Recorded information =
────────────────────
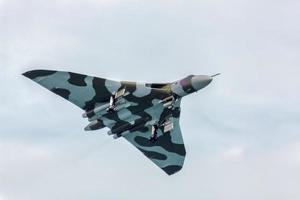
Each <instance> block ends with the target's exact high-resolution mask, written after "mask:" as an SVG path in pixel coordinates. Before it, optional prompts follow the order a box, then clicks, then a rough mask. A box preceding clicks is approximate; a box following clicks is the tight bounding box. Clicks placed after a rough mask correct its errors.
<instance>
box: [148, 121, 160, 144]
mask: <svg viewBox="0 0 300 200" xmlns="http://www.w3.org/2000/svg"><path fill="white" fill-rule="evenodd" d="M157 130H158V126H157V125H153V126H152V134H151V136H150V138H149V141H150V142H152V143H155V142H156V141H157Z"/></svg>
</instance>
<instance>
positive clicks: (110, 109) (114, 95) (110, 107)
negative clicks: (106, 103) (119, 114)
mask: <svg viewBox="0 0 300 200" xmlns="http://www.w3.org/2000/svg"><path fill="white" fill-rule="evenodd" d="M115 108H116V97H115V95H112V96H111V97H110V100H109V107H108V108H107V111H108V112H109V113H113V112H114V111H115Z"/></svg>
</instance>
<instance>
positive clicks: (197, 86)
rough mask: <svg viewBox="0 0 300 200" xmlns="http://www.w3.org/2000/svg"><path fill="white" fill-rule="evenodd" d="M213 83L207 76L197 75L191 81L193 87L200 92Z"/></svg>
mask: <svg viewBox="0 0 300 200" xmlns="http://www.w3.org/2000/svg"><path fill="white" fill-rule="evenodd" d="M211 81H212V77H211V76H206V75H195V76H193V78H192V80H191V82H192V86H193V88H194V89H195V90H200V89H202V88H204V87H206V86H207V85H208V84H209V83H210V82H211Z"/></svg>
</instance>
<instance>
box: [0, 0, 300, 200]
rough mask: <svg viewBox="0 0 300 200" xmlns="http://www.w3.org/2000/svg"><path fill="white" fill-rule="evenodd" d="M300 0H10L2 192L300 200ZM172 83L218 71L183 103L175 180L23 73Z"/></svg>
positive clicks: (78, 111) (91, 194) (209, 198)
mask: <svg viewBox="0 0 300 200" xmlns="http://www.w3.org/2000/svg"><path fill="white" fill-rule="evenodd" d="M299 9H300V2H299V1H296V0H287V1H278V0H273V1H270V0H263V1H259V0H252V1H250V0H227V1H224V0H209V1H208V0H202V1H199V0H172V1H171V0H170V1H169V0H160V1H158V0H152V1H145V0H144V1H141V0H85V1H83V0H82V1H79V0H72V1H69V0H59V1H35V0H26V1H17V0H0V69H1V72H0V81H1V84H0V91H1V93H0V102H1V104H0V125H1V126H0V200H19V199H22V200H39V199H44V200H48V199H49V200H50V199H51V200H52V199H57V200H60V199H73V200H81V199H89V200H96V199H107V200H118V199H128V200H129V199H130V200H135V199H144V200H150V199H151V200H152V199H156V200H162V199H173V200H177V199H206V200H221V199H222V200H223V199H231V200H240V199H244V200H253V199H256V200H266V199H267V200H283V199H284V200H296V199H299V197H300V190H299V184H300V171H299V169H300V133H299V128H300V107H299V102H300V93H299V92H298V91H299V88H300V79H299V73H300V68H299V66H300V55H299V52H300V24H299V18H300V13H299ZM33 69H50V70H64V71H72V72H77V73H83V74H88V75H92V76H98V77H103V78H110V79H114V80H131V81H141V82H166V81H174V80H178V79H180V78H183V77H185V76H187V75H189V74H207V75H212V74H215V73H219V72H220V73H222V75H220V76H218V77H216V78H215V79H214V81H213V82H212V83H211V84H210V85H209V86H208V87H206V88H205V89H203V90H201V91H199V92H198V93H195V94H193V95H190V96H188V97H186V98H184V99H183V101H182V113H181V123H180V124H181V129H182V133H183V137H184V141H185V146H186V150H187V156H186V160H185V165H184V167H183V169H182V170H181V171H180V172H178V173H177V174H175V175H173V176H167V175H165V174H164V173H163V172H162V171H161V170H160V169H159V168H158V167H156V166H155V165H154V164H153V163H152V162H151V161H149V160H148V159H147V158H146V157H145V156H143V155H142V154H141V153H140V152H139V151H137V150H136V149H135V148H134V147H133V146H131V145H130V144H129V143H128V142H127V141H125V140H123V139H119V140H113V139H112V138H111V137H109V136H108V135H107V134H106V132H107V129H103V130H99V131H95V132H85V131H84V130H83V128H84V127H85V126H86V125H87V124H88V122H87V121H86V120H85V119H83V118H82V117H81V114H82V111H81V110H80V109H79V108H77V107H76V106H74V105H73V104H71V103H69V102H67V101H65V100H64V99H62V98H60V97H58V96H55V95H54V94H52V93H51V92H49V91H47V90H45V89H44V88H42V87H40V86H39V85H37V84H35V83H34V82H32V81H30V80H28V79H26V78H25V77H23V76H22V75H21V74H22V73H24V72H25V71H28V70H33Z"/></svg>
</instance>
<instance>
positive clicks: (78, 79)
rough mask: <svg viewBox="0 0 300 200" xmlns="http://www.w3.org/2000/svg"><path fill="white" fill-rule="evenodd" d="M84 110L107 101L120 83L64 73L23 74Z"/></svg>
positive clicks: (38, 83) (36, 82) (117, 82)
mask: <svg viewBox="0 0 300 200" xmlns="http://www.w3.org/2000/svg"><path fill="white" fill-rule="evenodd" d="M23 75H24V76H26V77H27V78H29V79H31V80H33V81H35V82H36V83H38V84H40V85H41V86H43V87H45V88H47V89H48V90H50V91H52V92H53V93H55V94H57V95H59V96H61V97H63V98H65V99H66V100H68V101H70V102H71V103H73V104H75V105H77V106H78V107H80V108H82V109H84V110H91V109H93V108H94V107H95V106H97V105H101V104H103V103H104V102H107V101H109V98H110V96H111V95H112V93H113V92H115V91H117V90H118V89H119V88H120V87H121V83H120V82H117V81H112V80H108V79H102V78H97V77H91V76H87V75H83V74H77V73H73V72H64V71H51V70H33V71H28V72H26V73H24V74H23Z"/></svg>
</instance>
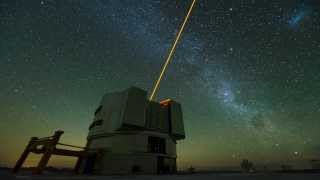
────────────────────
Exercise prompt =
Without the pictures, repeat every record above exactly as written.

Your solution =
Each <instance> block ends with the target's exact high-resolution mask, written after "mask:" as an SVG path in pixel coordinates. Before it, optional prompts follow the order a box, then clicks, then a rough mask. A box preceding clicks is approximate; a box following clicks is the tight bounding box. Clicks placed after a rough mask correct its errors.
<instance>
box: [148, 121, 160, 144]
mask: <svg viewBox="0 0 300 200" xmlns="http://www.w3.org/2000/svg"><path fill="white" fill-rule="evenodd" d="M157 130H158V126H157V125H153V126H152V134H151V136H150V138H149V141H150V142H152V143H155V142H156V141H157Z"/></svg>
</instance>
<instance>
positive clicks: (110, 109) (114, 95) (110, 107)
negative clicks: (106, 103) (119, 114)
mask: <svg viewBox="0 0 300 200" xmlns="http://www.w3.org/2000/svg"><path fill="white" fill-rule="evenodd" d="M115 108H116V97H115V95H112V96H111V97H110V100H109V107H108V108H107V111H108V112H109V113H113V112H114V111H115Z"/></svg>
</instance>
<instance>
positive clicks: (197, 86)
rough mask: <svg viewBox="0 0 300 200" xmlns="http://www.w3.org/2000/svg"><path fill="white" fill-rule="evenodd" d="M213 83L207 76L197 75L191 81L193 87L200 92Z"/></svg>
mask: <svg viewBox="0 0 300 200" xmlns="http://www.w3.org/2000/svg"><path fill="white" fill-rule="evenodd" d="M211 81H212V77H211V76H206V75H195V76H193V78H192V80H191V82H192V86H193V88H194V89H195V90H200V89H202V88H204V87H206V86H207V85H208V84H209V83H210V82H211Z"/></svg>
</instance>
<instance>
box: [0, 0, 300, 200]
rough mask: <svg viewBox="0 0 300 200" xmlns="http://www.w3.org/2000/svg"><path fill="white" fill-rule="evenodd" d="M300 0H10L2 192L300 200ZM172 83L218 71L183 103L175 180L23 73Z"/></svg>
positive clicks: (78, 111) (91, 194) (209, 198)
mask: <svg viewBox="0 0 300 200" xmlns="http://www.w3.org/2000/svg"><path fill="white" fill-rule="evenodd" d="M299 9H300V2H299V1H296V0H287V1H278V0H273V1H270V0H263V1H259V0H252V1H250V0H227V1H224V0H209V1H208V0H202V1H199V0H172V1H171V0H170V1H169V0H160V1H158V0H152V1H145V0H144V1H141V0H85V1H83V0H82V1H79V0H72V1H69V0H59V1H35V0H26V1H17V0H0V69H1V72H0V81H1V84H0V91H1V93H0V102H1V104H0V125H1V126H0V200H19V199H22V200H39V199H44V200H48V199H49V200H50V199H51V200H52V199H57V200H60V199H73V200H81V199H89V200H96V199H107V200H118V199H128V200H129V199H130V200H135V199H144V200H150V199H151V200H152V199H156V200H162V199H173V200H177V199H206V200H221V199H222V200H223V199H231V200H240V199H244V200H253V199H256V200H266V199H267V200H283V199H284V200H296V199H299V197H300V190H299V184H300V171H299V169H300V133H299V128H300V107H299V102H300V93H299V92H298V91H299V88H300V79H299V73H300V68H299V66H300V55H299V52H300V24H299V18H300V13H299ZM33 69H50V70H64V71H72V72H77V73H83V74H88V75H92V76H98V77H103V78H110V79H114V80H131V81H141V82H166V81H174V80H178V79H180V78H183V77H185V76H187V75H189V74H207V75H212V74H215V73H219V72H220V73H222V75H220V76H218V77H216V78H215V79H214V81H213V82H212V83H211V84H210V85H209V86H208V87H206V88H205V89H203V90H201V91H199V92H198V93H195V94H193V95H190V96H188V97H186V98H184V99H183V101H182V113H181V123H180V124H181V129H182V133H183V137H184V141H185V146H186V150H187V156H186V160H185V165H184V167H183V169H182V170H181V171H180V172H178V173H177V174H175V175H173V176H167V175H165V174H164V173H163V172H162V171H161V170H160V169H159V168H158V167H156V166H155V165H154V164H153V163H152V162H151V161H149V160H148V159H147V158H146V157H145V156H143V155H142V154H141V153H140V152H139V151H137V150H136V149H135V148H134V147H133V146H131V145H130V144H129V143H128V142H127V141H125V140H123V139H119V140H113V139H112V138H111V137H109V136H108V135H107V134H106V132H107V129H103V130H99V131H95V132H85V131H84V130H83V128H84V127H85V126H86V125H87V124H88V122H87V121H86V120H85V119H83V118H82V117H81V114H82V111H81V110H80V109H79V108H77V107H76V106H74V105H73V104H71V103H69V102H67V101H65V100H64V99H62V98H60V97H58V96H55V95H54V94H52V93H51V92H49V91H47V90H45V89H44V88H42V87H40V86H39V85H37V84H35V83H34V82H32V81H30V80H28V79H26V78H25V77H23V76H22V75H21V74H22V73H24V72H25V71H28V70H33Z"/></svg>
</instance>
<instance>
positive clicks: (78, 79)
rough mask: <svg viewBox="0 0 300 200" xmlns="http://www.w3.org/2000/svg"><path fill="white" fill-rule="evenodd" d="M84 110L107 101L120 83L64 73L23 74Z"/></svg>
positive clicks: (38, 83) (36, 82) (117, 82)
mask: <svg viewBox="0 0 300 200" xmlns="http://www.w3.org/2000/svg"><path fill="white" fill-rule="evenodd" d="M23 75H24V76H26V77H27V78H29V79H31V80H33V81H35V82H36V83H38V84H40V85H41V86H43V87H45V88H47V89H48V90H50V91H52V92H53V93H55V94H57V95H59V96H61V97H63V98H65V99H66V100H68V101H70V102H71V103H73V104H75V105H77V106H78V107H80V108H82V109H84V110H91V109H93V108H94V107H95V106H97V105H101V104H103V103H104V102H107V101H109V98H110V96H111V95H112V93H113V92H115V91H117V90H118V89H119V88H120V87H121V83H120V82H117V81H112V80H108V79H102V78H97V77H91V76H87V75H83V74H77V73H73V72H64V71H51V70H33V71H28V72H26V73H24V74H23Z"/></svg>
</instance>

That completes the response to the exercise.